:: Passage ::
= Beginning of Section =

I’m very interested in principles that hold up for all of life universally, regardless of whether it’s human life or something that originated 4 billion years ago. That was the basic impetus for writing the book. The book is really about all these dormant innovations.
It feels like there’s some connection between this kind of delayed variation and the experiments you were doing before.
It was when we found this kind of phenomenon in the lab that I became interested in it. We took E. coli and exposed them to an environment that contains a lot of an antibiotic called ampicillin. Most of them will die in the presence of that antibiotic. But bacteria are extremely rapid at evolving antibiotic resistance, so within a few weeks, they have absolutely no problem surviving high dosages of it.
We were interested in other traits that these bacteria acquired as a byproduct of that evolutionary process. To find out what they might be, we exposed the bacteria to hundreds of other toxic environments containing other antibiotics or toxins such as heavy metals or solvents. We knew from previous work that in many of these environments, bacteria could not survive or survive very poorly.
The important thing to realize is that these bacteria had encountered none of those environments before our experiments. But we found that in 20 or so of these environments, the bacteria could survive pretty well. It was remarkable that as a byproduct of evolution for one thing you get something else altogether. And not just one thing, but multiple viability traits.
What are you hoping to do in the future that relates to this idea?
I just got contacted by a marine microbiologist who’d like to do a similar kind of experiment in the lab with plastics. She is one of the few people who have explored the Great Pacific Garbage Patch and sampled the microbial colonies on the plastics. She’s interested in how bacteria that evolve to grow on plastic might develop other abilities as a byproduct. We had a paper on a related topic in Nature in 2012. We showed theoretically that bacteria that can survive on one source of nutrients often can survive on dozens of other sources they have never encountered in the wild.
There’s lots of different new research directions one could branch out to from there. What I’m hoping is that people in biology will start to pay more attention to this ability of organisms to evolve what I call latent traits.
When we see a property that’s evolved in an organism, we have this reflex of thinking that it’s a product of natural selection, right? That at some point, the property was useful to the organism’s survival, and that’s why we see it today. But as these kinds of experiments show, that’s not necessarily the case at all.
It could have been selection for something completely different.
Exactly. It could just be a byproduct. And so it’s probably not prudent to always take an adaptationist or selectionist viewpoint. There may be a lot of traits that exist for no good reason at all.

= End of Section =

[Items listed in a dataset]

= Beginning of Section =

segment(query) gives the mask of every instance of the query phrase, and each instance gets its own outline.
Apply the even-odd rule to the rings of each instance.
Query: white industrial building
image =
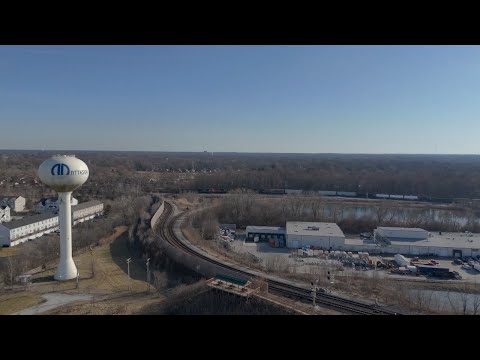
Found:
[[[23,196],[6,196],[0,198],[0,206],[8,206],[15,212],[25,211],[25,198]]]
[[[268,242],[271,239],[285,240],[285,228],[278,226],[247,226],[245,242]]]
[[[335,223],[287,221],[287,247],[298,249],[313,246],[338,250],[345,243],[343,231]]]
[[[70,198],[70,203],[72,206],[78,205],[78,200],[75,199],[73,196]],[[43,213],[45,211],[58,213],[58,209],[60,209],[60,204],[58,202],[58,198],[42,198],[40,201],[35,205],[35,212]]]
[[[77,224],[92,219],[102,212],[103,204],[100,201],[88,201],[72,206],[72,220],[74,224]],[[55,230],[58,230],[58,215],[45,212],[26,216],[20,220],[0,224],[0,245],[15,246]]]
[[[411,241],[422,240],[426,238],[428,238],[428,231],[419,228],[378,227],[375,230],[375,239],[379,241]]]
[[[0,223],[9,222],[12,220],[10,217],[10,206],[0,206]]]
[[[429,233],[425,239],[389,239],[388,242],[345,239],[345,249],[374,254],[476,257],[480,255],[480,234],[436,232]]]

= End of Section =
= Beginning of Section =

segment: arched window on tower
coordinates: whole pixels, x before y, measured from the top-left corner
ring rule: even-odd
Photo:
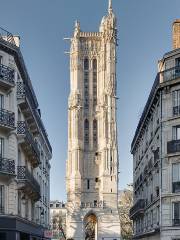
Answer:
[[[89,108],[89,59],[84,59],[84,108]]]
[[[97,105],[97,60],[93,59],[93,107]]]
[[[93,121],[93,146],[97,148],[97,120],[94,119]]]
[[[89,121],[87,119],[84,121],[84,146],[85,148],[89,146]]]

= End of Section =

Answer these questions from the interview on latent traits:
(a) What antibiotic were the E. coli exposed to in the lab?
(b) In roughly how many of the other toxic environments could the bacteria survive pretty well?
(c) In which journal and year did the related paper appear?

(a) Ampicillin.
(b) About 20.
(c) Nature, in 2012.